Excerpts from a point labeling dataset
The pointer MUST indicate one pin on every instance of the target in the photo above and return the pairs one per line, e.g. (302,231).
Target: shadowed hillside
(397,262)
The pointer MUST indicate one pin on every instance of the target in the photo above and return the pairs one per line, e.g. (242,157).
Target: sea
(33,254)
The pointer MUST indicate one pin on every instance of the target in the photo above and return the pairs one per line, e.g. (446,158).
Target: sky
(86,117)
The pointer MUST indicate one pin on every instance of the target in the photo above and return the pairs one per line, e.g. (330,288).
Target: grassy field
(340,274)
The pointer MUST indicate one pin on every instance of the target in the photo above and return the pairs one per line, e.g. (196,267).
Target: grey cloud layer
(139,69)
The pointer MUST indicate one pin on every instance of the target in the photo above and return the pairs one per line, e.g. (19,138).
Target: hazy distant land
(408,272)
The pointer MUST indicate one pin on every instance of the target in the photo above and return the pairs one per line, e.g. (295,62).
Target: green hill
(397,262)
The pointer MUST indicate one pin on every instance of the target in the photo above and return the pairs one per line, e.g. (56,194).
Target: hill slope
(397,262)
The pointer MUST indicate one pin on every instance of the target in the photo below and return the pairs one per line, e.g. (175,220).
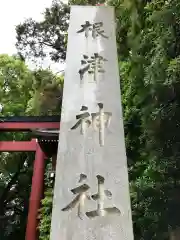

Goal. Pull out all of the lines above word for word, and leave the pictures out of your answer.

Written answer.
The pointer MUST indicate one pin on every instance of the target in the photo above and return the pairs one per line, e.g. (302,231).
Target: shadowed hillside
(397,262)
The pointer MUST indicate one pin on every instance of the target in the photo above and return the pairs one per line, e.g. (242,157).
Target: sea
(33,254)
The pointer MUST indicate one pin on every instance of the target in the photo above and return the pairs one per line, e.g. (446,158).
Target: sky
(86,117)
The pointer MUST indicate one pin on every instance of the target in the photo above and return the pairs one per line, e.g. (330,288).
Target: grassy field
(340,274)
The pointer MUST indicate one pin on every instance of the target in the photo above and return the pairs one per line, e.g. (196,267).
Target: grey cloud layer
(139,69)
The pointer MUST indicate one pin on every instance of the target in the photo above and return the pairs one per line, e.g. (19,138).
Target: hazy distant land
(408,272)
The pointer MUST indicate one pin on every instance of the target in the photo above and return the pairs one per line, e.g. (295,62).
Target: green hill
(397,262)
The pointer MUST indicate one pin on every instance of the target in the photo above and return the pairs one per line, e.g. (56,194).
Target: hill slope
(397,262)
The pointer MUST indicate one pin on every instance of the target in the photo below and return the pairs one per line, e.g. (175,220).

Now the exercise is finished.